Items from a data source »
◇ ◇ ◇ ◇ ◇ ◇ ◇

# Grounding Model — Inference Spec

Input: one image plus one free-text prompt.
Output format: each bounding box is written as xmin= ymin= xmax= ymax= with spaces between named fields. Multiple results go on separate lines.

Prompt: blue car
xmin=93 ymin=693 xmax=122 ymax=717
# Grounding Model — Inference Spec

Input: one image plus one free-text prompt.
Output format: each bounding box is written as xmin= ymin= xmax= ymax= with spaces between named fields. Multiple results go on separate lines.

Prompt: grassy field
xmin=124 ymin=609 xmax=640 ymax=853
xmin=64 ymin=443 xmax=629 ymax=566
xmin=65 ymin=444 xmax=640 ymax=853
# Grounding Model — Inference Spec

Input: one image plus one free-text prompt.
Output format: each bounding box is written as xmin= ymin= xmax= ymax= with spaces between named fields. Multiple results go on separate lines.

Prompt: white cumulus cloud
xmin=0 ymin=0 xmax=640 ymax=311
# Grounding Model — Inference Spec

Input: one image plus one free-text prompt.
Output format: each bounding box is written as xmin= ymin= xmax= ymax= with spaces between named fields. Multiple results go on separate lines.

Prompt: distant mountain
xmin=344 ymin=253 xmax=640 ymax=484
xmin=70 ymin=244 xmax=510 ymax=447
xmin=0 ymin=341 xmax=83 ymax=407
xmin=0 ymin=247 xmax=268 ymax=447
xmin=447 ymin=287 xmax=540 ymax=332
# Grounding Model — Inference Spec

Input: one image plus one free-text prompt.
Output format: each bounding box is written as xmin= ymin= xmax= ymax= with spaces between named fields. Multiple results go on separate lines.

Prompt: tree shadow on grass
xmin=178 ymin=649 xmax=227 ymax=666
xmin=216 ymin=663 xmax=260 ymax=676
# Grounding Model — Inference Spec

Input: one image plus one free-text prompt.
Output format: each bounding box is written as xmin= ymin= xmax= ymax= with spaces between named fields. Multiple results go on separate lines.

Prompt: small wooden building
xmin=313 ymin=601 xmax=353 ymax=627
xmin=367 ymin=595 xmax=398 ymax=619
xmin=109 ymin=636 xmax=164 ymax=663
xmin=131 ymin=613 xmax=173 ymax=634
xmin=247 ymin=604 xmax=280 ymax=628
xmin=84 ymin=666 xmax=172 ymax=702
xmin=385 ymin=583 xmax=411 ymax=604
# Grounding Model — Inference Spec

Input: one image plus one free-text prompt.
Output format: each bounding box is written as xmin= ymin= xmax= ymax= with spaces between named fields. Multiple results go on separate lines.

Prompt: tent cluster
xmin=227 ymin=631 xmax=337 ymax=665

◇ ◇ ◇ ◇ ◇ ◇ ◇

What you should do » Rewrite these lines so that "Output format" reads "Box format" in every row, leaving all other text unchanged.

Reply to the task »
# Grounding Model — Inference Spec

Input: one image plus one free-text prompt.
Box format: each bounding box is written as xmin= ymin= xmax= ymax= with spaces between named fields. Multiple results go on separate lines.

Prompt: blue car
xmin=93 ymin=693 xmax=122 ymax=717
# Grounding Model — Inference Spec

Input: one image plus one free-text prompt.
Box format: each bounding box is written as xmin= ymin= xmax= ymax= with spaces between named fields. Multiple results go on separate lines.

Prompt: grassy field
xmin=124 ymin=609 xmax=640 ymax=853
xmin=64 ymin=443 xmax=629 ymax=566
xmin=65 ymin=444 xmax=640 ymax=853
# Grounding Model — Inference Spec

Input: one image plus one free-text prompt.
Box format: each bounding box is written as xmin= ymin= xmax= ymax= with spaces between named fields. Multiple results go on separate lines.

Prompt: white cumulus cloud
xmin=0 ymin=0 xmax=640 ymax=311
# Grounding Model — Inference Spec

Input: one image plus one free-text prompt.
Box format: each bounding box is written as xmin= ymin= xmax= ymax= with spaces between named fields. Multiple results go on separate lines.

Prompt: distant mountain
xmin=344 ymin=253 xmax=640 ymax=484
xmin=70 ymin=244 xmax=510 ymax=447
xmin=0 ymin=341 xmax=83 ymax=407
xmin=0 ymin=247 xmax=268 ymax=447
xmin=447 ymin=287 xmax=540 ymax=332
# Grounding Model — Inference Spec

Input: one image plus one free-text prompt.
Box format: each bounding box is written as xmin= ymin= xmax= ymax= with spaces between named fields. Multiple results go on separate lines.

Prompt: tree shadow on grass
xmin=178 ymin=649 xmax=227 ymax=666
xmin=216 ymin=663 xmax=260 ymax=676
# Grounding Model — Inference Spec

Input: one image plus one free-text prompt.
Box format: each bounding box is written as xmin= ymin= xmax= ymax= with spaces between named fields. Multiple results go on separate lines.

Prompt: small wooden building
xmin=313 ymin=601 xmax=353 ymax=627
xmin=367 ymin=595 xmax=398 ymax=619
xmin=109 ymin=636 xmax=164 ymax=663
xmin=131 ymin=613 xmax=173 ymax=634
xmin=247 ymin=604 xmax=280 ymax=628
xmin=84 ymin=666 xmax=172 ymax=702
xmin=385 ymin=583 xmax=411 ymax=604
# Grounding Model — Inference Spec

Input: one image plus one free-text prompt.
Box format: each bounding box is written as xmin= ymin= xmax= ymax= with spaces between named fields. Multiple results go on separate lines.

Prompt: tent cluster
xmin=227 ymin=631 xmax=337 ymax=665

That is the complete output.